▸ **TASKS FOR THIS EXERCISE**:
**a)** According to the wine regions text, what percentage of the wine produced in Bordeaux is red?
**b)** List the diseases whose risk, according to the wine regions text, can be lowered by drinking small quantities of wine.
**c)** Continue the wine regions text from its last sentence.

▸ **READING TEXT**:

= Beginning of Section =

Major Wine Regions around the World

On Holidays, special occasions, or even just to go with dinner, almost everybody consumes wine. Drinking wine has also benefits to the human body as it is a good source of anti-oxidants, and taking small quantities of it can decrease the risk of heart disease, stroke, diabetes, and even cancer. Wine comes from fermented grapes of different varieties that can create different winery styles and has been produced all around the world for thousands of years. Besides grapes, wine can also be produced through fermentation of rice and innumerable fruits such as pomegranate, apple and elderberry. Each year, more and more countries start producing wine varieties to offer the world but here are the major wine regions around the world that produces almost 80% of the wine on our planet:

Veneto in Italy

Located in the north-eastern part of Italy, Veneto is one of the three major wine regions of the country collectively known as Tre Venezie and is also the biggest DOC producer of the three. Veneto is the home to the famous Soave and Prosecco wines, with the region under DOC produces more whites despite the fact that Tre Venezie produces more red than white. The cool climate of the region is favorable to the growth of Garganega which is mainly used for Soave. Veneto houses Padua, which is famous for the Moscato fior d’arancio, a sparkling dessert wine. Breganze is also within the region which is famous for Torcolato, adessert wine produced from the Vespiaolo grape.



Bordeaux in France

It is one of the three most famous wine producing regions in France, the other two being Burgundy and Champagne. 89% of wines produced in the region is red. The region is an a very good environment to grow grapes, with limestone as the foundation leading to a calcium-abundant soil structure.

Rioja in Spain

Subdivided into three regions : Rioja Alta on the western edge of the region and is known for its “old world” wine style, Rioja Alavesa that produces highly acidic with fuller body wine, and Rioja Baja which is strongly influenced by a Mediterranean climate producing deeply colored wines with high alcohol content up to 18%. Wines produced from Rioja are a blend of different grape varieties, and with styles that can either be tinto, blanco, or Rosado. Festivals showcasing wines are also celebrated in towns from Rioja, like Haro, which celebrates Batalla de Vino where participants join in a food fight with wine.

= End of Section =

▸ **EXTRACTED INFORMATION**:
= Beginning of Section =

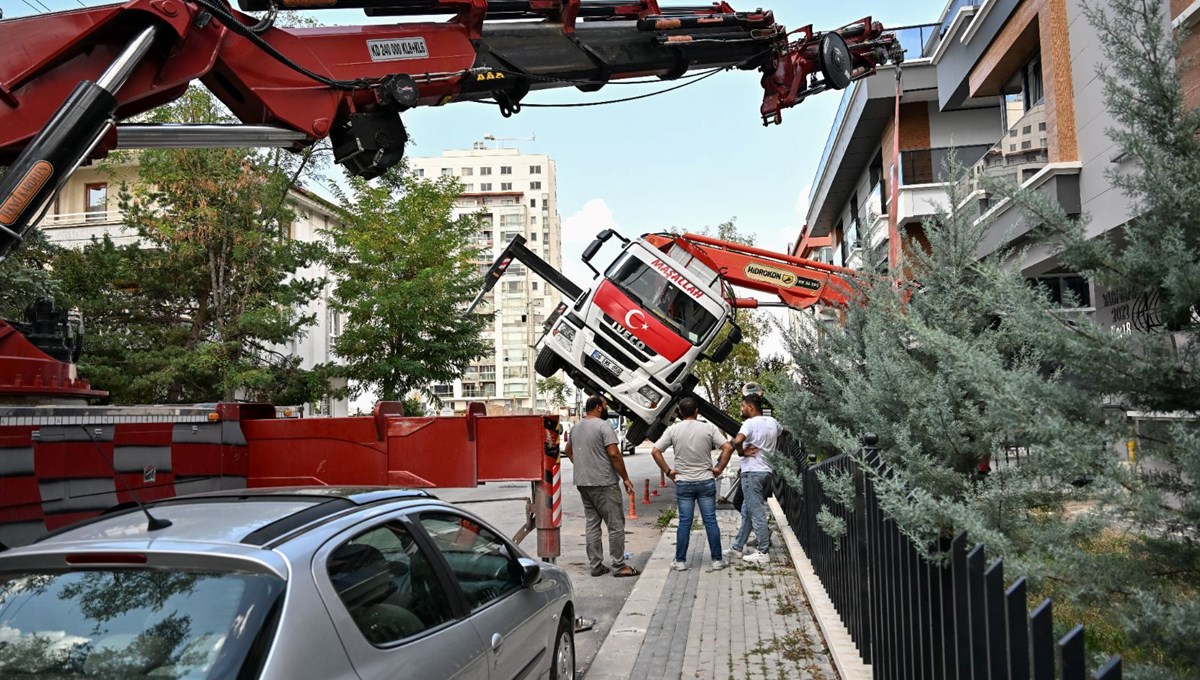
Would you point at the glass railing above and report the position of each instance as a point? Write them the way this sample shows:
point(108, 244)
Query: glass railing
point(953, 11)
point(915, 38)
point(933, 166)
point(843, 106)
point(1021, 152)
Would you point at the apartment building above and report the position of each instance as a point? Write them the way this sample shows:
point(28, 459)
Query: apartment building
point(516, 194)
point(88, 208)
point(1012, 88)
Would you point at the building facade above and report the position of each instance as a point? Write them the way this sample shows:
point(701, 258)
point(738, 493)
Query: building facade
point(87, 208)
point(515, 194)
point(1011, 89)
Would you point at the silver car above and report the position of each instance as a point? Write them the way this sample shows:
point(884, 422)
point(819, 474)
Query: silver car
point(285, 583)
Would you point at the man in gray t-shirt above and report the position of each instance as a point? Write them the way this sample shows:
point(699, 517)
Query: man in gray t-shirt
point(695, 477)
point(598, 464)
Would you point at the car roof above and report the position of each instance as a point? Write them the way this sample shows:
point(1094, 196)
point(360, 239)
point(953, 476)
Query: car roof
point(255, 517)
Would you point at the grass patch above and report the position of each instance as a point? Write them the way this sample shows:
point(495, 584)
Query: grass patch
point(666, 516)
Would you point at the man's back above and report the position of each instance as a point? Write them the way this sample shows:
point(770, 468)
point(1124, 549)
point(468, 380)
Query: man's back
point(761, 432)
point(693, 443)
point(589, 443)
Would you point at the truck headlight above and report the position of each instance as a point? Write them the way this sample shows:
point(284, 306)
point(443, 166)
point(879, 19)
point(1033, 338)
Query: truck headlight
point(565, 331)
point(647, 397)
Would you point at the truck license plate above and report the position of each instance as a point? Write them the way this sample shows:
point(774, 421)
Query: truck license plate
point(606, 362)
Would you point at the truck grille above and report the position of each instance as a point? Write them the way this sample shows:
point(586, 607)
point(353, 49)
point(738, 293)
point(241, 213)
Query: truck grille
point(600, 372)
point(617, 354)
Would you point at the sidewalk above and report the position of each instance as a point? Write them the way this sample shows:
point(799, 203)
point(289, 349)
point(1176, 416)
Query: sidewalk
point(747, 621)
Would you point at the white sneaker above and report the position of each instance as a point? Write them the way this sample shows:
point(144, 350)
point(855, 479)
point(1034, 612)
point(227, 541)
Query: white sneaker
point(757, 558)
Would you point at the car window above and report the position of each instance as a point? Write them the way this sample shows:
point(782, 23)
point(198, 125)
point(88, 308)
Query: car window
point(388, 584)
point(479, 559)
point(132, 623)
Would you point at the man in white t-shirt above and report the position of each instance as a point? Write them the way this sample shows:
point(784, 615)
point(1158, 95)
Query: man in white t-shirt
point(695, 476)
point(756, 444)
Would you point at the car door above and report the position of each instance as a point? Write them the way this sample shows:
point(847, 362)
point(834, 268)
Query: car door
point(394, 608)
point(513, 620)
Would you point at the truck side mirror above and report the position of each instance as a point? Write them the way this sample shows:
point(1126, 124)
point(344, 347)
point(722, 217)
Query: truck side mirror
point(723, 350)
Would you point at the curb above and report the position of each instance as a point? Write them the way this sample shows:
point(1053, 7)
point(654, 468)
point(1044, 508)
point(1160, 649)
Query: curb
point(619, 650)
point(843, 650)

= End of Section =

▸ **EXERCISE RESPONSES**:
**a)** 89%

**b)** Heart disease, stroke, diabetes, cancer

**c)**
Napa Valley California

Napa Valley is considered one of the premier wine regions in the world. Records of commercial wine production in the region date back to the nineteenth century, but premium wine production dates back only to the 1960s.

The combination of Mediterranean climate, geography and geology of the region are conducive to growing quality wine grapes. John Patchett established the Napa Valley’s first commercial vineyard in 1858. In 1861 Charles Krug established another of Napa Valley’s first commercial wineries in St. Helena. Viticulture in Napa suffered several setbacks in the late 19th and early 20th centuries, including an outbreak of the vine disease phylloxera, the institution of Prohibition, and the Great Depression. The wine industry in Napa Valley recovered, and helped by the results of the Paris Wine Tasting of 1976, came to be seen as capable of producing the best quality wine – equal to that of Old World wine regions. Napa Valley is now a major enotourism destination.

Long Island in the United States of America

Said to be one of the most exciting wine regions in the USA, Long Island has its entire east end consisted of wineries which apart from wine production, also offers tours to tourists who want to experience the beautiful scenery of the region and all the basics about winery and vineyards. Working with their own terroir, winemakers of Long Island are “starting to define what a Long Island wine should be”, with Paumanok Vineyards being a fine example (plus more long Island wineries of course).

Stellenbosch in South Africa

Stellenbosch is one of the two and the larger wine producing regions in South Africa producing about 1 billion liters of wine annually. Lying at the foot of the Cape Fold mountain range, the soil in the region is favorable to grape growing, possessing a wide range of soils from light, sandy soils to decomposed granite. Cabernet Sauvignon from Stellenbosch is starting to get a good reputation as a fine wine.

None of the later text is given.